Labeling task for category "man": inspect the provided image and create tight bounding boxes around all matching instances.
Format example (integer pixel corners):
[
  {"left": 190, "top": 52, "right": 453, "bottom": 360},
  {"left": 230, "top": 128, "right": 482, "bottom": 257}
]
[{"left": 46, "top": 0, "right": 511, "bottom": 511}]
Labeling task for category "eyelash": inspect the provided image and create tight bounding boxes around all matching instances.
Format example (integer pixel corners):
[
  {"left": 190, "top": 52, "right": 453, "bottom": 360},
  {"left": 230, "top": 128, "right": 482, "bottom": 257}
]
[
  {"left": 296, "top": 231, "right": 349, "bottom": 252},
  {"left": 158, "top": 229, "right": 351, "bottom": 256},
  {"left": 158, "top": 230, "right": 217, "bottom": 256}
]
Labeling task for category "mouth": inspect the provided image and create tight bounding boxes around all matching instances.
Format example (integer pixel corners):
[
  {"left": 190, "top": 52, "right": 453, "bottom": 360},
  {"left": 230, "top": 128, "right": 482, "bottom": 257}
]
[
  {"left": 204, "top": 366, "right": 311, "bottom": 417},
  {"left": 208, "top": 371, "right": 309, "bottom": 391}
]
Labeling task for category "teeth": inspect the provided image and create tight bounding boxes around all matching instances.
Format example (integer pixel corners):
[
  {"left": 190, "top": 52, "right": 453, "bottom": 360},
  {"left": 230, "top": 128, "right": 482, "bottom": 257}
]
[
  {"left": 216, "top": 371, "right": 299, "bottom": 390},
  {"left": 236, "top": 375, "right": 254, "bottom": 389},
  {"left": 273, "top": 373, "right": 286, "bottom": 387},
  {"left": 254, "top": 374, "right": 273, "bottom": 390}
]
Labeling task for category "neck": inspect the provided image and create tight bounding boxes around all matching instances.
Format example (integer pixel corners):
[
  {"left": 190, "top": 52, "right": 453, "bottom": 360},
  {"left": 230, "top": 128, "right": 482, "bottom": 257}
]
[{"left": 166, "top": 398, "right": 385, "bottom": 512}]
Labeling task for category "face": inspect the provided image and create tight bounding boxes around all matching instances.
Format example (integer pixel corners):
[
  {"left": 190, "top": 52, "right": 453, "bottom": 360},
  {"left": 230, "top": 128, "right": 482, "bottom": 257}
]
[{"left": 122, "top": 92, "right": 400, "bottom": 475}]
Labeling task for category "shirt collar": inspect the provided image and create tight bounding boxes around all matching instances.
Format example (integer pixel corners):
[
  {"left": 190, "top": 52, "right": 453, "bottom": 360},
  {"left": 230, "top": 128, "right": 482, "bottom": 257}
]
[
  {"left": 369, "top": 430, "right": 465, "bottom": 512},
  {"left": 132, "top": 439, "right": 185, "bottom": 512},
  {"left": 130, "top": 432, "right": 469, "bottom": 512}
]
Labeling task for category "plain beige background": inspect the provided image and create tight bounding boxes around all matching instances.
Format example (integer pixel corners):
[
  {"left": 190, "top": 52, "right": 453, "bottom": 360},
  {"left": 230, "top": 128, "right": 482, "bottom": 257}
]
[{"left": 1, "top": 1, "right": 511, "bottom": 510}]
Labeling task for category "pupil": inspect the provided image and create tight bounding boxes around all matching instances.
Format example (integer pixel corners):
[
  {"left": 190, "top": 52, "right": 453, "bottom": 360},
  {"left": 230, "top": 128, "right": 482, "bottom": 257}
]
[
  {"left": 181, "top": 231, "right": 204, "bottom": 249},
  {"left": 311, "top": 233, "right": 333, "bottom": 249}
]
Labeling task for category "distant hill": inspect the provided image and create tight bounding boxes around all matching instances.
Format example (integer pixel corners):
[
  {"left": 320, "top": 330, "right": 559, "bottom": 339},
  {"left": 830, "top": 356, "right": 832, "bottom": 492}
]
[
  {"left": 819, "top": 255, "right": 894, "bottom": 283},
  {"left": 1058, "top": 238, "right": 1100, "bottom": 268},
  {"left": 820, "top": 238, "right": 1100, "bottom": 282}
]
_ _ _ _ _ _ _
Activity: Return all of the data above exactly, leaving out no line.

Exercise output:
Labeling task for category "man": inspect the provided image and create tight bounding boxes around all matching instances.
Format example (integer pixel corners):
[
  {"left": 190, "top": 52, "right": 453, "bottom": 360},
  {"left": 230, "top": 128, "right": 482, "bottom": 257}
]
[{"left": 46, "top": 0, "right": 511, "bottom": 511}]
Labeling task for category "eyelash": inspect the provided image and create tight bounding boxes around all matching instances.
Format example (integer pixel corners):
[
  {"left": 190, "top": 52, "right": 453, "bottom": 360},
  {"left": 230, "top": 128, "right": 482, "bottom": 257}
]
[
  {"left": 296, "top": 231, "right": 349, "bottom": 252},
  {"left": 158, "top": 229, "right": 351, "bottom": 256},
  {"left": 158, "top": 230, "right": 217, "bottom": 256}
]
Labeling task for category "mouth": inspect the provided image and create tight bounding boxes around all matching instances.
Format example (integer pixel corners):
[
  {"left": 190, "top": 52, "right": 453, "bottom": 360},
  {"left": 230, "top": 128, "right": 482, "bottom": 257}
]
[
  {"left": 204, "top": 366, "right": 311, "bottom": 417},
  {"left": 208, "top": 371, "right": 309, "bottom": 391}
]
Labeling task for category "teeth": inspect the provided image and create tight bounding boxes around all matching instances.
Format example (integer pixel corners):
[
  {"left": 190, "top": 52, "right": 453, "bottom": 360},
  {"left": 230, "top": 128, "right": 482, "bottom": 257}
]
[
  {"left": 216, "top": 371, "right": 299, "bottom": 390},
  {"left": 236, "top": 375, "right": 254, "bottom": 389},
  {"left": 273, "top": 373, "right": 286, "bottom": 387},
  {"left": 254, "top": 374, "right": 273, "bottom": 390}
]
Labeling task for category "neck": inspect the provided image and create tight bounding boxes around all matching instances.
Format example (integer pixel corners):
[
  {"left": 190, "top": 52, "right": 453, "bottom": 360},
  {"left": 230, "top": 128, "right": 482, "bottom": 257}
]
[{"left": 166, "top": 398, "right": 385, "bottom": 512}]
Labeling task for category "face": inspect the provided image and create tight bounding boxes around all matching instances.
Format example (integer pixel corners):
[
  {"left": 190, "top": 52, "right": 453, "bottom": 360},
  {"left": 230, "top": 128, "right": 482, "bottom": 257}
]
[{"left": 122, "top": 92, "right": 400, "bottom": 475}]
Labeling task for category "shirt collar": inspect the provided image and create tight bounding boxes around all matching instances.
Format example (integer pixel corners):
[
  {"left": 190, "top": 52, "right": 453, "bottom": 360},
  {"left": 230, "top": 128, "right": 482, "bottom": 257}
]
[
  {"left": 369, "top": 430, "right": 465, "bottom": 512},
  {"left": 132, "top": 439, "right": 185, "bottom": 512},
  {"left": 130, "top": 432, "right": 469, "bottom": 512}
]
Labeling task for category "plain beige background": inspect the provided image and create tight bounding boxes around all matching instances.
Format example (integer pixel corners):
[
  {"left": 190, "top": 52, "right": 453, "bottom": 360},
  {"left": 230, "top": 128, "right": 482, "bottom": 257}
]
[{"left": 1, "top": 1, "right": 511, "bottom": 510}]
Labeling task for category "pupil": inspect the provided image and create tight bounding boxes around all matching instances.
Format example (integer pixel corners):
[
  {"left": 190, "top": 52, "right": 453, "bottom": 360},
  {"left": 230, "top": 128, "right": 482, "bottom": 257}
]
[
  {"left": 181, "top": 231, "right": 204, "bottom": 249},
  {"left": 311, "top": 233, "right": 333, "bottom": 249}
]
Labeling task for category "distant hill": inspect the provided image and create tight bounding boxes around all matching instances.
Format example (integer pixel corners):
[
  {"left": 320, "top": 330, "right": 559, "bottom": 339},
  {"left": 830, "top": 356, "right": 832, "bottom": 492}
]
[
  {"left": 819, "top": 255, "right": 894, "bottom": 283},
  {"left": 1058, "top": 238, "right": 1100, "bottom": 268},
  {"left": 820, "top": 238, "right": 1100, "bottom": 282}
]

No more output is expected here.